EXERCISE
Return, word for word, the lines from the start of the records through the line with "column 55, row 181", both included. Leave the pictures out of your answer.

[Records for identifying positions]
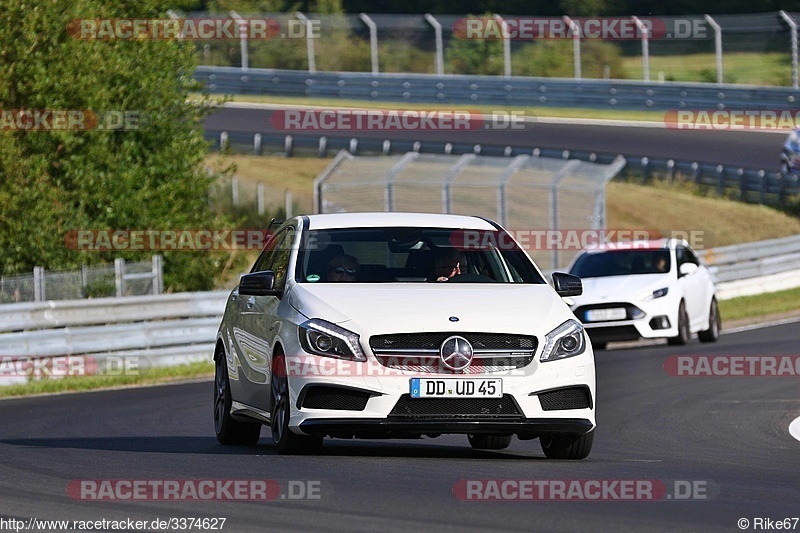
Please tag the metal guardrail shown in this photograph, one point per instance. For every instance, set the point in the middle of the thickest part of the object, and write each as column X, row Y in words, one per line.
column 746, row 184
column 495, row 90
column 71, row 313
column 178, row 328
column 755, row 259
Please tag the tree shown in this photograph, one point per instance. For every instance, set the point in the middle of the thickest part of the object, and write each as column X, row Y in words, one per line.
column 55, row 181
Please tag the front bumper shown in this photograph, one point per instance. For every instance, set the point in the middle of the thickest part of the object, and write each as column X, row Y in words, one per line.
column 647, row 326
column 527, row 428
column 386, row 411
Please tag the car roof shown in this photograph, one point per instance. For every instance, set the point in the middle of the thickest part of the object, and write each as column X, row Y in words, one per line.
column 653, row 244
column 415, row 220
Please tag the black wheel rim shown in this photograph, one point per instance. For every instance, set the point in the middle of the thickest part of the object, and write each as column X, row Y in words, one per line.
column 280, row 403
column 220, row 388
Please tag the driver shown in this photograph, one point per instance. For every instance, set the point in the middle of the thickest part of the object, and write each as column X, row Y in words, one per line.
column 448, row 265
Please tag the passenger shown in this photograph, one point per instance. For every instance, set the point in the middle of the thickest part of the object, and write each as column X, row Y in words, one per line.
column 342, row 268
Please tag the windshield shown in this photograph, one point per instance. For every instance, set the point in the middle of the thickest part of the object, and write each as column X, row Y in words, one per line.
column 621, row 263
column 421, row 255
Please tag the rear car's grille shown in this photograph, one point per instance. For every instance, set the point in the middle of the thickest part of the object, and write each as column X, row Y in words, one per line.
column 407, row 407
column 419, row 352
column 570, row 398
column 334, row 398
column 631, row 311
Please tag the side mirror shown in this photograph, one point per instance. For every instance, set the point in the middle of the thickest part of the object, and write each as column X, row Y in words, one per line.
column 687, row 268
column 567, row 284
column 258, row 284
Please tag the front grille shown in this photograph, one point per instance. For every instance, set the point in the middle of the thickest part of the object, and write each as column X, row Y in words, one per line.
column 335, row 398
column 460, row 408
column 434, row 365
column 613, row 333
column 630, row 311
column 571, row 398
column 419, row 352
column 497, row 342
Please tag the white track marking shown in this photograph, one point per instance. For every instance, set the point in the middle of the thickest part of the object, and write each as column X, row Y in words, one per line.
column 794, row 428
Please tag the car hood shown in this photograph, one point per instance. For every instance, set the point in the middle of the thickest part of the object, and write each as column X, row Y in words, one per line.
column 620, row 288
column 402, row 307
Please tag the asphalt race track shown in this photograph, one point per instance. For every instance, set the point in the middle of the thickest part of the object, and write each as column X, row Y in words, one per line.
column 727, row 435
column 748, row 149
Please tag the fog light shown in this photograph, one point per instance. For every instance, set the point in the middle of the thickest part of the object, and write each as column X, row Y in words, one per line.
column 660, row 322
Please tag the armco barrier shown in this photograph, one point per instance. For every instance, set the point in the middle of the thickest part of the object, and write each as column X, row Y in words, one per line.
column 495, row 90
column 746, row 184
column 178, row 328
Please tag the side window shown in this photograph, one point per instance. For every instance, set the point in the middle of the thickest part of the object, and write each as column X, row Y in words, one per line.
column 265, row 259
column 680, row 255
column 280, row 263
column 690, row 257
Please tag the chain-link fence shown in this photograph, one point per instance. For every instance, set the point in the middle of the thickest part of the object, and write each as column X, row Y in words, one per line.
column 118, row 279
column 530, row 196
column 702, row 48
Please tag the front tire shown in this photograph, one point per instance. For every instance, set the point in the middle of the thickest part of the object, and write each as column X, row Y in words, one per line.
column 489, row 442
column 286, row 442
column 572, row 447
column 228, row 430
column 684, row 334
column 714, row 324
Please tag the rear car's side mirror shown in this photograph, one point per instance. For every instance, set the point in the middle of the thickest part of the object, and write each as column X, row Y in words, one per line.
column 687, row 268
column 258, row 284
column 567, row 284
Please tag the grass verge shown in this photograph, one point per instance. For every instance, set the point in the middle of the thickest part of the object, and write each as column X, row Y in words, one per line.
column 771, row 303
column 151, row 376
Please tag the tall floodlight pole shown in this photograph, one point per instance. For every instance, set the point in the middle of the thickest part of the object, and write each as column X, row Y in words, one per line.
column 437, row 28
column 242, row 39
column 717, row 45
column 312, row 65
column 373, row 40
column 793, row 25
column 645, row 48
column 576, row 45
column 506, row 46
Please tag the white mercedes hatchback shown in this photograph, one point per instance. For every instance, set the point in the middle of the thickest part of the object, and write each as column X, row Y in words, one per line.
column 402, row 325
column 645, row 289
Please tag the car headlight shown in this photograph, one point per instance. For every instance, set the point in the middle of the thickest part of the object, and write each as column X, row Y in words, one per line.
column 321, row 337
column 647, row 296
column 567, row 340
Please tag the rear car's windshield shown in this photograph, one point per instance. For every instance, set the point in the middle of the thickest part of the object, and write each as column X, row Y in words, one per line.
column 621, row 263
column 397, row 254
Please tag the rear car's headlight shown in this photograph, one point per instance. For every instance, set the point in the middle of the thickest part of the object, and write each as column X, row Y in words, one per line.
column 321, row 337
column 567, row 340
column 659, row 293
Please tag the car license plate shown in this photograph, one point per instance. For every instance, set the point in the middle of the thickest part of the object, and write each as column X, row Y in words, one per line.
column 456, row 388
column 597, row 315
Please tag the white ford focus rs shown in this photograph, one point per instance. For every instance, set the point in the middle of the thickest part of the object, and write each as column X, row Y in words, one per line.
column 645, row 289
column 402, row 325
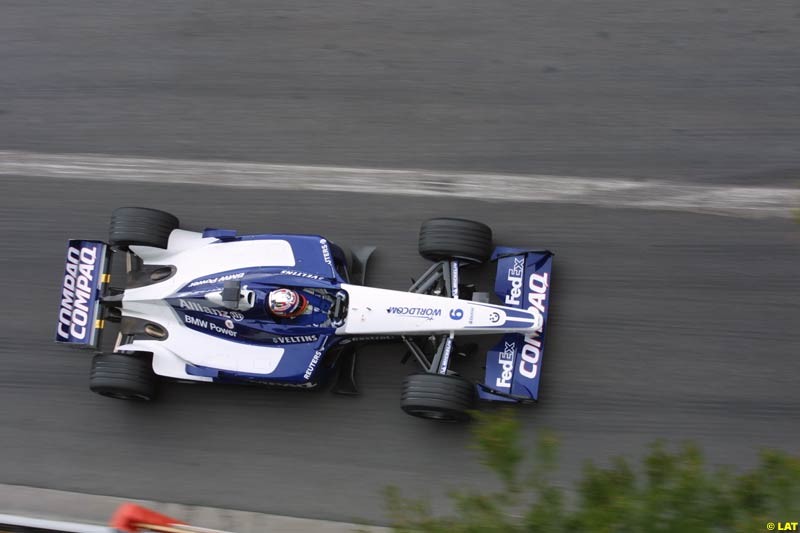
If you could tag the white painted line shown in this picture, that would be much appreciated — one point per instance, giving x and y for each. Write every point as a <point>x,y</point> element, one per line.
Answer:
<point>86,513</point>
<point>602,192</point>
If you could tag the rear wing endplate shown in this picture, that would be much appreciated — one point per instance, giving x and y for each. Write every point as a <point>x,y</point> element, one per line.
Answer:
<point>513,366</point>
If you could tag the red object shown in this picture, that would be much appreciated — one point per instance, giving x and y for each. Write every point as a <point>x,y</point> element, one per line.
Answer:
<point>128,517</point>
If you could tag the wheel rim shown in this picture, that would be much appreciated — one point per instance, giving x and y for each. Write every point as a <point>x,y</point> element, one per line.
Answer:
<point>125,395</point>
<point>434,414</point>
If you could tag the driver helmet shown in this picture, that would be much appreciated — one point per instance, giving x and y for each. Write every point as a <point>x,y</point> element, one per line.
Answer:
<point>286,303</point>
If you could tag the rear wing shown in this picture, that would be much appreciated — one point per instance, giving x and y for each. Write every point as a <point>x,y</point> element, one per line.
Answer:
<point>513,366</point>
<point>85,272</point>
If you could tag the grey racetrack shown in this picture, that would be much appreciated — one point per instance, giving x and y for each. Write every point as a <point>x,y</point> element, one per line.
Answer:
<point>677,90</point>
<point>664,325</point>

THE ANSWER
Please tag the metal guardrail shown in this photograph, one point per instance. For every instance, set the point in the middle of the thickest part of the object, and write each as column X, row Y in words, one per line.
column 746, row 184
column 495, row 90
column 71, row 313
column 178, row 328
column 755, row 259
Please tag the tree shown in this photograph, one point per instance. For every instance, set the point in the middle of the thickest part of the object, and write each as column X, row Y in words, one per line.
column 55, row 181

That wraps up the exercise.